* **Stated exercise**
Go through the listing and write out all of it exactly.
━━━━━━━━━━━━━━━━
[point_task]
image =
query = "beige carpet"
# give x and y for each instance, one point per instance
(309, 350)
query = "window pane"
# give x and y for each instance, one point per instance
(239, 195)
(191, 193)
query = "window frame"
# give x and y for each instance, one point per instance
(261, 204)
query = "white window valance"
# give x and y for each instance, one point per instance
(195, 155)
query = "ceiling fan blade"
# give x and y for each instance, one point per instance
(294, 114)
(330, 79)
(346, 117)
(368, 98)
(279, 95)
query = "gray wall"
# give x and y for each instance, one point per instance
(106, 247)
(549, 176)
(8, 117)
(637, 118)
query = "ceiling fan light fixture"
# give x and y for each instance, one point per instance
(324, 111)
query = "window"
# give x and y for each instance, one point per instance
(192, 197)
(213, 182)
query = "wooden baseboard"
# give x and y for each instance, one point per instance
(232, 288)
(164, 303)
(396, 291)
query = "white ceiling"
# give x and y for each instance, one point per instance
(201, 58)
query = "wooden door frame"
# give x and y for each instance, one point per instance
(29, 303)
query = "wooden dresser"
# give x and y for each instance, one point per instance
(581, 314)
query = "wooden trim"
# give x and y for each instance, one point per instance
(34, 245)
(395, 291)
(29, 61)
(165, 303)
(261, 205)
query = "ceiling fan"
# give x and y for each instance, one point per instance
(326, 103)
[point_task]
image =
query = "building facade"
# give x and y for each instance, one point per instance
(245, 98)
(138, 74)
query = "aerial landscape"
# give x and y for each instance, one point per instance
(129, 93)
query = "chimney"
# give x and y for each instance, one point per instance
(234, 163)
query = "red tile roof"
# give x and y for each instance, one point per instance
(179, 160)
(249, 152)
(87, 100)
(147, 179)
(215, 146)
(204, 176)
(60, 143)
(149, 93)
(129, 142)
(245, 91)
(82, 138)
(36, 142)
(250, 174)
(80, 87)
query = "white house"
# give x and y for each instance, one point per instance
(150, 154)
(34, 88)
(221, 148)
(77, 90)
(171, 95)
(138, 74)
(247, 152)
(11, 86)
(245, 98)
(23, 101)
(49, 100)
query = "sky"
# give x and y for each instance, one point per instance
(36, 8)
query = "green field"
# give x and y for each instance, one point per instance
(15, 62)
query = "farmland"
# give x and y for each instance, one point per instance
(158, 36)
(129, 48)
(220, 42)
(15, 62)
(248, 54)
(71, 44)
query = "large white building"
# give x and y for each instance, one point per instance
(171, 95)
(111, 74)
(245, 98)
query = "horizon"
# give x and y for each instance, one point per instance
━━━━━━━━━━━━━━━━
* **Answer**
[point_task]
image =
query = "beige carpet"
# give x and y for each instance, one point per instance
(309, 350)
query = "window pane"
# give x and y for each instance, one point per instance
(239, 195)
(191, 193)
query = "window frame"
# give x and y for each instance, one point per instance
(261, 204)
query = "white window valance"
# give x and y for each instance, one point per instance
(195, 155)
query = "ceiling fan blade"
# give x and y for each instance, one point per instance
(294, 114)
(330, 79)
(346, 117)
(368, 98)
(279, 95)
query = "gray wall"
# give x and y for each instance, one point per instance
(106, 247)
(549, 176)
(8, 117)
(637, 118)
query = "ceiling fan light fixture"
# give x and y for each instance, one point per instance
(324, 111)
query = "window"
# give x and y for each instance, one point per instance
(192, 197)
(213, 182)
query = "wooden baseboard"
# give x and y for each instance, one point per instance
(232, 288)
(164, 303)
(396, 291)
query = "white ceiling"
# give x and y for each instance, one point per instance
(201, 58)
query = "wooden door frame"
# give x and y for each instance, one point per instance
(29, 303)
query = "wooden dresser"
# give x and y for each instance, one point per instance
(581, 314)
query = "wooden trim"
# give x and y for each instance, one point per instance
(34, 245)
(395, 291)
(29, 61)
(165, 303)
(261, 205)
query = "ceiling fan"
# give x and y for each instance, one point per instance
(326, 103)
[point_task]
image =
query = "building facade"
# give x and y for each instance, one point per instance
(245, 98)
(138, 74)
query = "aerial landscape"
# give x and y for each instance, one point per instance
(129, 93)
query = "chimney"
# give x and y for each instance, one point per instance
(234, 163)
query = "red tile roof"
# give x and y for each instance, one point per instance
(179, 160)
(249, 152)
(87, 100)
(147, 179)
(215, 146)
(204, 176)
(60, 143)
(149, 93)
(129, 142)
(245, 91)
(82, 138)
(36, 142)
(250, 174)
(80, 87)
query = "white house"
# give x and y for each instance, one point per instance
(150, 154)
(34, 88)
(221, 148)
(77, 90)
(171, 95)
(138, 74)
(247, 152)
(11, 86)
(245, 98)
(23, 101)
(49, 100)
query = "sky"
# give x and y for each instance, one point per instance
(36, 8)
query = "green field"
# give x and y for each instance, one point per instance
(15, 62)
query = "farmland"
# give x and y for each instance, one point per instance
(158, 36)
(129, 48)
(220, 42)
(15, 62)
(248, 54)
(71, 44)
query = "large white building"
# give x and y for each instance, one point per instance
(171, 95)
(111, 74)
(245, 98)
query = "horizon"
# give x and y for each instance, one point per instance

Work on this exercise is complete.